* **Given passage**:
______

DW also suggested using coconut oil or almond massage oil for foreplay lubricant because it’ll also help with vaginal dryness. She likes the natural stuff and I bought MELT massage oil for massage BUT it has become a staple in our bedroom after she tried it on me for OS and she never wanted coconut oil again because almond oil is more stable, esecpailly in the winter here.
HRT not only involves the secondary benefits of relieving symptoms but the primary reason for HRT is the big 3: Heart attack/Alzheimers/Osteoporosis. Very important as heart attack kills far more women than cancer.
I am on HRT and have been for at least 3 years but despite that and alleviation of many symptoms, i still have different symptoms down there. Penetration doesn't feel exquisitely good like it used to, in fact it feels just--wooden. But clitoral stimulation still results in good orgasms but they vary. All a normal part of aging, unfortunately and in addition to urging her to explore HRT, you both have to wrap your head around your new normal and bring humor into it and be prepared for lowered expectations and attitude adjustments. Sex can be wonderful in later years but it most certainly is different.
I would urge her to look up Menopause Barbie on YT. She is a retired gynecologist that specializes in menopause, she has over 100 videos that can be overwhelming but i have never heard anyone like her explain the truth of hormones and menopause, your wife will learn a lot.
My DW had some of the same issues. We found out she was in perimenopause! Welcome to the next stage in life! You will face new challenges to walk through together.
One thing to remember: Love and sex may have been primarily hormone driven in the past. But you will find that they can be sustained by passionate emotion and deep commitment too!
We make a point of scheduling PIV sex at least once a week, and usually engage in some other sex play during the week (HJ for me in the shower or bathtub, sometimes PIV sex, etc.). Scheduled sex may sound boring, but knowing we will be having PIV sex on Saturday morning gives us something to look forward to, and gives DW and I time and motivation to make preparations. For example, my wife might take time during the week to find a piece of lingerie she has not worn for awhile, or put out some extra candles to enhance the romantic atmosphere of our bedroom. I will make sure I am groomed (smooth nails, shaved face, etc.) so I smell and 'feel' good when I cuddle and 'touch' my wife. I think about new activities we can engage in during foreplay; recently I have started using a feather to tickle her back and butt and started using some new vibrators during the cuddling phase of our love making session. On a weekly basis we discuss and talk about what each of us needs and wants to make our sex lives satisfying.
Having a quality sex life requires active engagement on the part of both spouses, and means lot of frequent communication and patient listening. These things become even more important as we start to age, or when other factors bring change into our sex lives (birth of a child, etc.) I will be praying for you and your wife.

______

Saved entries
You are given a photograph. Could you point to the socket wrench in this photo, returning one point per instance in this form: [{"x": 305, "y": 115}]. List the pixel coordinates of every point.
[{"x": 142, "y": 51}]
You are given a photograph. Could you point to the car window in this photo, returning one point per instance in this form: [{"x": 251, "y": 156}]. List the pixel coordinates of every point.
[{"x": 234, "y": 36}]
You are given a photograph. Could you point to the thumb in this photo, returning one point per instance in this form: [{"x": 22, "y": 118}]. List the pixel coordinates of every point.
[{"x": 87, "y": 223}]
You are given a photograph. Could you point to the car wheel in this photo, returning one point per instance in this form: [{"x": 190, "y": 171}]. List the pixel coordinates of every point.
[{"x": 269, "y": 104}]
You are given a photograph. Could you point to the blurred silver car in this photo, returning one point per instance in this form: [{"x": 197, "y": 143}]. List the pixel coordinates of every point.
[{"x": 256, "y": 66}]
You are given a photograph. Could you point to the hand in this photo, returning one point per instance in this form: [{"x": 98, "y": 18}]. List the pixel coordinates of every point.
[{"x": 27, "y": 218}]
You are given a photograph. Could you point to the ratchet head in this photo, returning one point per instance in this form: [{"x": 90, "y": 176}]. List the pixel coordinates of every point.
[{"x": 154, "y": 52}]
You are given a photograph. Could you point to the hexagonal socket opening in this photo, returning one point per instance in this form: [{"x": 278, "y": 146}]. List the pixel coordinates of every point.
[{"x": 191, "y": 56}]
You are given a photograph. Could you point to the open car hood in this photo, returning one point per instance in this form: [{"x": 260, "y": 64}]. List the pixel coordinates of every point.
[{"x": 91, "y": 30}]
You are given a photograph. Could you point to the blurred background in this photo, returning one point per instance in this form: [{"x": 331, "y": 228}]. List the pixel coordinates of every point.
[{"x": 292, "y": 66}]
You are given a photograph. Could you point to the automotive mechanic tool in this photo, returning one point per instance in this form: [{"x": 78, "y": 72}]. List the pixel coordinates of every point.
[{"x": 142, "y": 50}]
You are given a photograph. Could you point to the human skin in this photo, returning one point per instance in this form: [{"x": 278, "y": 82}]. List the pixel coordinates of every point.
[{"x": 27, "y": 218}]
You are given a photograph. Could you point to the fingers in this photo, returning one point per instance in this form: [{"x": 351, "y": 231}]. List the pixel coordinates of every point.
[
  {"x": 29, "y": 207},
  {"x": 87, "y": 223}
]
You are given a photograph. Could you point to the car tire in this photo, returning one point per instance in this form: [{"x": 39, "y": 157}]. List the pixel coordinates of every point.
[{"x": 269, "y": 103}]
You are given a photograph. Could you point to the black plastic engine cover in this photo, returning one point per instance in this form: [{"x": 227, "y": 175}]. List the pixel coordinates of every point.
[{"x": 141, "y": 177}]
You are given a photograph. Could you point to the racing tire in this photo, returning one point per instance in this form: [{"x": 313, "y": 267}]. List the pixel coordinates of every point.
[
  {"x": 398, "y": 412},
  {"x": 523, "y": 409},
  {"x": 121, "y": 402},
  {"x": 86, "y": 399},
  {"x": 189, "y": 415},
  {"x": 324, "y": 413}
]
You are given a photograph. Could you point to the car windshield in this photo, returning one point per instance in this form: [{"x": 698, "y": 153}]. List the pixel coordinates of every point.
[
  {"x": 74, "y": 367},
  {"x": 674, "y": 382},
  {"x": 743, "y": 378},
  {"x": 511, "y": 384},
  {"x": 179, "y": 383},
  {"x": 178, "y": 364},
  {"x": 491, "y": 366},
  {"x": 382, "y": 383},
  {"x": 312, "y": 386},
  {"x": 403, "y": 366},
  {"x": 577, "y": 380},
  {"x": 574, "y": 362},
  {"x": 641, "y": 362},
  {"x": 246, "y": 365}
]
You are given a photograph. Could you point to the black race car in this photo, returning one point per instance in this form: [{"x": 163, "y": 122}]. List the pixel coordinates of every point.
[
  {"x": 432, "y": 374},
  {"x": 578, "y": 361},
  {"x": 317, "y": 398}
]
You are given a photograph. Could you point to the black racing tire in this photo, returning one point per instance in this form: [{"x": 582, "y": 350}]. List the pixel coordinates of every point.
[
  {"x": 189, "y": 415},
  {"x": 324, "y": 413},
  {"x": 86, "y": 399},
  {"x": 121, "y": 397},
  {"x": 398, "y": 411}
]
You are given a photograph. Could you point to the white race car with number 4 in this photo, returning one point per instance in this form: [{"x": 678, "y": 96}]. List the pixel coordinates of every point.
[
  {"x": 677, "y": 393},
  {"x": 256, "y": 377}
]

______

* **List of tasks**:
A. How would you render this sentence from the passage on menopause and intimacy in Spanish: "Sex can be wonderful in later years but it most certainly is different."?
B. Can you turn the paragraph beginning "We make a point of scheduling" in the passage on menopause and intimacy into a short bulleted list that keeps its main facts?

* **Solved tasks**:
A. El sexo puede ser maravilloso en los años posteriores, pero sin duda es diferente.

B.
- We schedule PIV sex at least once a week and usually have other sex play during the week, such as an HJ for me in the shower or bathtub.
- Scheduled sex may sound boring, but knowing it is set for Saturday morning gives us something to look forward to, along with time and motivation to prepare.
- My wife may find lingerie she hasn't worn for a while or set out extra candles to make the bedroom more romantic.
- I groom myself (smooth nails, shaved face) so I smell and feel good, and I plan new foreplay activities. Lately I have used a feather and some new vibrators.
- Each week we talk about what each of us needs and wants for a satisfying sex life.